(TEXT SHOWN)
Psychologist Haidee reflects on reading The Anxious Generation by Jonathan Haidt which puts smartphone use in the spotlight as a potential cause of poor mental wellbeing in young adults
How has the smartphone shaped your life, and the lives of your friends? Can you even remember what life was like before smartphones were invented?
In his book The Anxious Generation, social psychologist Jonathan Haidt points to compelling statistical evidence showing a marked increase in anxiety, depression, and suicide rates among young people, particularly since 2010. He links these trends to the simultaneous rise of smartphones and social media, which he argues have created a “perfect storm” of factors that undermine mental wellbeing. These include the four “foundational harms” of social deprivation, sleep deprivation, attention fragmentation, and addiction.
Life without a smartphone these days seems impossible. So how can we minimise the negative impacts our smartphones might be having on our mental health? Here are a few experiments worth trying:
Harm #1: Social deprivation
Research shows that young people who spend more time using social media are more likely to suffer from depression and anxiety, whereas young people who spend more time with other young people have better mental health.
Experiment: How much time do you spend alone in your bedroom consuming a bottomless feed of other people’s content? How does it feel when you go out and spend time with your friends instead?
Research shows that when two people are having a conversation and one of them pulls out their phone, the quality and intimacy of the social interaction is reduced.
Experiment: How does it feel when you are with a friend, and you keep your phone out of sight in your pocket or bag?
Harm #2: Sleep deprivation
Studies have found significant causal relationships between high social media use and poor sleep. Other highly stimulating smartphone activities, such as mobile gaming and video streaming, also lead to poor sleep. This is both because of direct competition with sleep (you’re on your phone when you should be sleeping), and because of the high dose of blue light delivered to the retina, which tells the brain: It’s morning time! Stop making melatonin! Sleep deprivation is extremely well studied, and its effects include depression, anxiety, irritability, difficulty learning and remembering, lower grades, and more accidents.

(EXTRACTED MATERIAL)
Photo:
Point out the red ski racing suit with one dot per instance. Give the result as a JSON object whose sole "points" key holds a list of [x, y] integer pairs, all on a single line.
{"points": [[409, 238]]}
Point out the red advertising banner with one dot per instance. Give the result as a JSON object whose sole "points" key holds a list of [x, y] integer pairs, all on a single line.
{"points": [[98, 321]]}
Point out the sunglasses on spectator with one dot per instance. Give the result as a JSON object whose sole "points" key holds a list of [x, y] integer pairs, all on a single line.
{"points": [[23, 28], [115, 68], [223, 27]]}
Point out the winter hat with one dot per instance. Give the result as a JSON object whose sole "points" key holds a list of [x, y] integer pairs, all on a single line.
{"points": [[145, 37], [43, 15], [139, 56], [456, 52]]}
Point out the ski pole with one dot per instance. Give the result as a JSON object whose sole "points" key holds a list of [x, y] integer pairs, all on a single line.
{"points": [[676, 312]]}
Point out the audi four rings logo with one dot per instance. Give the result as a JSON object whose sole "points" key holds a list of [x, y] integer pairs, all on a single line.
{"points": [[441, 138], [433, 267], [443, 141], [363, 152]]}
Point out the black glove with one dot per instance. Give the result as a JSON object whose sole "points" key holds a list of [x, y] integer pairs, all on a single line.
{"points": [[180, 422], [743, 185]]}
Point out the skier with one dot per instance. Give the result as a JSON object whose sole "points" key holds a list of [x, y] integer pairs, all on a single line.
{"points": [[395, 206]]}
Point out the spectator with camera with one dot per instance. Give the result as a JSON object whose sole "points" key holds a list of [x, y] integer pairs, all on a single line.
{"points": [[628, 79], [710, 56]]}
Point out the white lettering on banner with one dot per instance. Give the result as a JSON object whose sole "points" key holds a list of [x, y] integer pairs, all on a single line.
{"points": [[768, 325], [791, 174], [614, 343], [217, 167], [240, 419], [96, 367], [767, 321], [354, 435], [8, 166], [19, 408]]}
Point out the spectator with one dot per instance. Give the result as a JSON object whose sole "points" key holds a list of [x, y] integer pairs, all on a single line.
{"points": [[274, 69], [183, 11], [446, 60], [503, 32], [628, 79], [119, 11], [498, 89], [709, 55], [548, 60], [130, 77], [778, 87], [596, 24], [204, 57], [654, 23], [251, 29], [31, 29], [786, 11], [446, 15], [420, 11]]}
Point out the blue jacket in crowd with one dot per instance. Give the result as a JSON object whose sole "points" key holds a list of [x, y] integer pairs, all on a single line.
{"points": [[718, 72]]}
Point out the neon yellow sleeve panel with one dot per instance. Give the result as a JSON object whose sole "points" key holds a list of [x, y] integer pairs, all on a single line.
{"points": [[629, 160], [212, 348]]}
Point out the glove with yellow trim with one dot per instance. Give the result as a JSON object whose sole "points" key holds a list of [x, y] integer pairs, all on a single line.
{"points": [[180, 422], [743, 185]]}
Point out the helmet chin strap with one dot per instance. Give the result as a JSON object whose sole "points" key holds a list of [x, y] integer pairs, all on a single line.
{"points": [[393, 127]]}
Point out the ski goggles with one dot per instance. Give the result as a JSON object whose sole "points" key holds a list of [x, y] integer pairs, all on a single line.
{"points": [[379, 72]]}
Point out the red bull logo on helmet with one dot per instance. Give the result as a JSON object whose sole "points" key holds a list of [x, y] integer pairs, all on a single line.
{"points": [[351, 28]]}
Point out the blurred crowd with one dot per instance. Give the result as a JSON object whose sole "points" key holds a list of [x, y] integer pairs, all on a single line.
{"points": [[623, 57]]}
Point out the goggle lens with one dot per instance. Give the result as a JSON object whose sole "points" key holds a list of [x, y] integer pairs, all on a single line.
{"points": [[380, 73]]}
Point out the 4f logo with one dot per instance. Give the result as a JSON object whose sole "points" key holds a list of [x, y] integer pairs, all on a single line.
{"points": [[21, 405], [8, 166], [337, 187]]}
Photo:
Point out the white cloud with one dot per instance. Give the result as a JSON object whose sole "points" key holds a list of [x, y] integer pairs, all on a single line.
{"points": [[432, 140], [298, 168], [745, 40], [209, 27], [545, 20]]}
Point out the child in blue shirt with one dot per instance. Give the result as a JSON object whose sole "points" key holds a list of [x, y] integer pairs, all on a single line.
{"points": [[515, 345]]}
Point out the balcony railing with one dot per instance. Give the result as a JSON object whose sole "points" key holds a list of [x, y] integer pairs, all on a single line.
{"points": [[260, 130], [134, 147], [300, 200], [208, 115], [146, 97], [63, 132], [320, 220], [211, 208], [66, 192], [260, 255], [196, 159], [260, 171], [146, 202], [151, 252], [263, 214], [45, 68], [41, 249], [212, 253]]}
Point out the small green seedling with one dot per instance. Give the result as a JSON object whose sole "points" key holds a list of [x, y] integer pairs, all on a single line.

(TASK DIRECTIONS) Could you continue the piece on smartphones and young people's mental health from its last sentence?

(TASK RESPONSE)
Experiment: How is your sleep affected when you stop using your phone after 9pm?
Harm #3: Attention fragmentation
An average student’s phone vibrates repeatedly throughout the day as it receives alerts from messaging apps, social media apps, and a variety of news sites. This never-ending stream of alerts means that it is rare to have five or ten minutes to think without an interruption.
Experiment: What happens when you leave your phone in another room or in a locker when you are studying?
Harm #4: Addiction
Addictive apps mess with our dopamine systems. When we are using the apps, our brains release dopamine (which feels good), and when we become addicted to the apps, ordinary life feels boring. This is because the addicted brain adapts to long periods of elevated dopamine by “downregulating” dopamine transmission. The addicted person is in a state of withdrawal, where nothing feels good anymore. To be clear, the great majority of young people using smartphones are not addicted, but heavy users are often addicted to some degree. Symptoms of withdrawal include anxiety, irritability, and a sense of dysphoria (unease).
Experiment: What happens when you delete your Instagram app from your phone, and only access Instagram from your home computer?
The take-home message is that we have the ability to change the ways we use our smartphones so that they do not impact us negatively. Consider trying one of the experiments listed above – and we would love to hear back from you with the results!